--- Aim of the task ---
Print the listing exactly as it stands. Skip every picture.

--- Available data ---
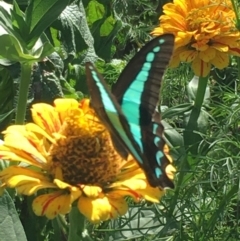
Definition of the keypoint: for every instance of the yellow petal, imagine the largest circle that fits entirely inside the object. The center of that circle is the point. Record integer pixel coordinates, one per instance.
(52, 204)
(16, 170)
(101, 209)
(188, 55)
(92, 191)
(221, 60)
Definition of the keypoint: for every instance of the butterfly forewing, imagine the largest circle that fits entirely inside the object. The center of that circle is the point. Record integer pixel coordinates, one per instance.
(129, 111)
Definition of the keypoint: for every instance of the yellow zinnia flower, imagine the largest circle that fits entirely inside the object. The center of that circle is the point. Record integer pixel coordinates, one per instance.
(68, 155)
(205, 33)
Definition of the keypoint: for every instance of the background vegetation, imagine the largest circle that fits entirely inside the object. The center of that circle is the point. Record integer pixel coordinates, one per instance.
(205, 202)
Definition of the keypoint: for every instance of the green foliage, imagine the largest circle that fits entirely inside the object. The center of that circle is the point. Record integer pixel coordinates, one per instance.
(54, 39)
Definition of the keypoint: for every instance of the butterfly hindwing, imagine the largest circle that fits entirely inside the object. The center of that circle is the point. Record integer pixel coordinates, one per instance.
(129, 111)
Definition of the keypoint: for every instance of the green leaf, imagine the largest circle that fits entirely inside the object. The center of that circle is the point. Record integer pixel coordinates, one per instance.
(13, 50)
(176, 110)
(40, 14)
(10, 225)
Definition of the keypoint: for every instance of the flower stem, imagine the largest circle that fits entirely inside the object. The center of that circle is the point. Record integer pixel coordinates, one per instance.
(26, 69)
(235, 7)
(77, 231)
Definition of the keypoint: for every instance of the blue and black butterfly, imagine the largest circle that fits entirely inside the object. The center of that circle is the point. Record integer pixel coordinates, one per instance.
(129, 111)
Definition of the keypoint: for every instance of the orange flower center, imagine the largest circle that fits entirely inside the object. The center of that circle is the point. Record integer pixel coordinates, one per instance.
(208, 22)
(84, 153)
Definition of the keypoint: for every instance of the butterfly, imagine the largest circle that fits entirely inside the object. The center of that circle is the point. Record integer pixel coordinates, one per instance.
(129, 110)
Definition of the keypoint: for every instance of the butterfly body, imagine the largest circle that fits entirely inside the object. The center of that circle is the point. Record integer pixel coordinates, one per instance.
(129, 111)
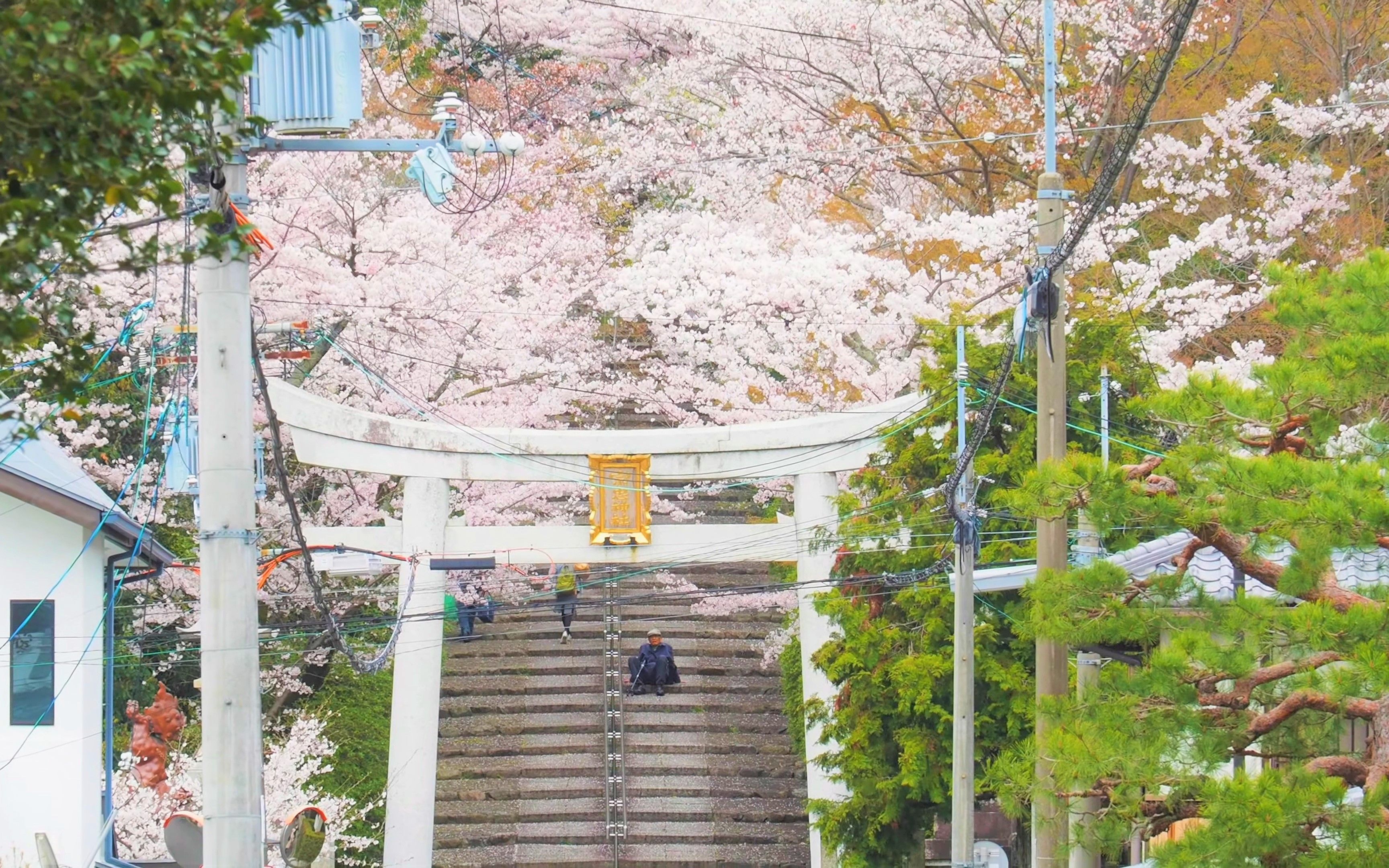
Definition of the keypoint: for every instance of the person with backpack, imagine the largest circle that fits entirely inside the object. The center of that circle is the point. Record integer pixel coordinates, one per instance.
(655, 664)
(566, 598)
(470, 599)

--- Solution to this problem ---
Definition of the keypoint: for every instance of the yellow petal, imagine the largest circle that fits entirely inside the object. The center of that circle is the point. Record integer pixel coordinates, one per instance.
(52, 204)
(16, 170)
(101, 209)
(188, 55)
(92, 191)
(221, 60)
Definition of the keypoint: for every instance of the butterfly forewing, imagine the largest circle that fits entirely inside the object. The center of that circle is the point. Record integer pixel coordinates, one per instance.
(129, 111)
Definition of the keypoint: for every instance of the yellow zinnia flower, imagine the largest circle that fits entirely inside the object. The center of that circle is the point. Record integer pixel coordinates, one per instance.
(68, 155)
(205, 33)
Definition of the keypoint: for every instance of the background vegetation, imagine the largest circle that fits entirely inside the object. The center of that circle is the point. Record integer pixel coordinates, one per instance.
(205, 202)
Definition of the keypoint: for every instance of the green foliage, imagine the largest circle that fits entirely inside the object. The center of that circle is the point. Record integer pixel coordinates, one per instance.
(54, 39)
Definition of the keypoint: for every instance of the butterfly hindwing, imagine the largest circle that fits entirely inside the object. The center of that circle is the point. Record integer pixel coordinates, one per instance.
(129, 111)
Definition of the keypoint: for every instance of the green leaf, imagine the largest circle that fits entirely inside the object. The center of that circle is the point. Record integer pixel coordinates, one per instance.
(13, 50)
(176, 110)
(40, 14)
(10, 225)
Definition of the keypoint: for every instance of the flower stem, imagine the largest circle that fits entirely inside the object. The center of that circle is the point. Record integer pixel coordinates, one per instance.
(26, 69)
(235, 7)
(77, 231)
Definition of the keypoint: for every instance of the blue and black butterfly, imagine the largest circle that fits entirely inside the object. The center of that circle is the point. Record integer pixel coordinates, one per instance.
(129, 111)
Definition of the keypoint: for every instance of the orange flower center, imagine the largest circle that fits entirely inside the object. The center of that circle is the point. Record integer pixel coordinates, one per instance.
(208, 22)
(84, 153)
Definition of the keypoint: for every instance of the butterfly, imagine the largest circle that fits entirely inside the object. The center of that circle is the point. Record integer pixel coordinates, one per instance.
(129, 110)
Definition of the keypoint: for every instance of the butterfly body, imagine the largest circle that fits entirely inside the object. The center of that circle is the point. Record integer pixel coordinates, one per instance.
(129, 111)
Definition of the keypoint: for every instance of the person with backpack, imagine the largest circle that fits entirely inside the object. The center of that circle is the point. Record integer pixel coordinates, one per instance.
(655, 664)
(566, 598)
(470, 599)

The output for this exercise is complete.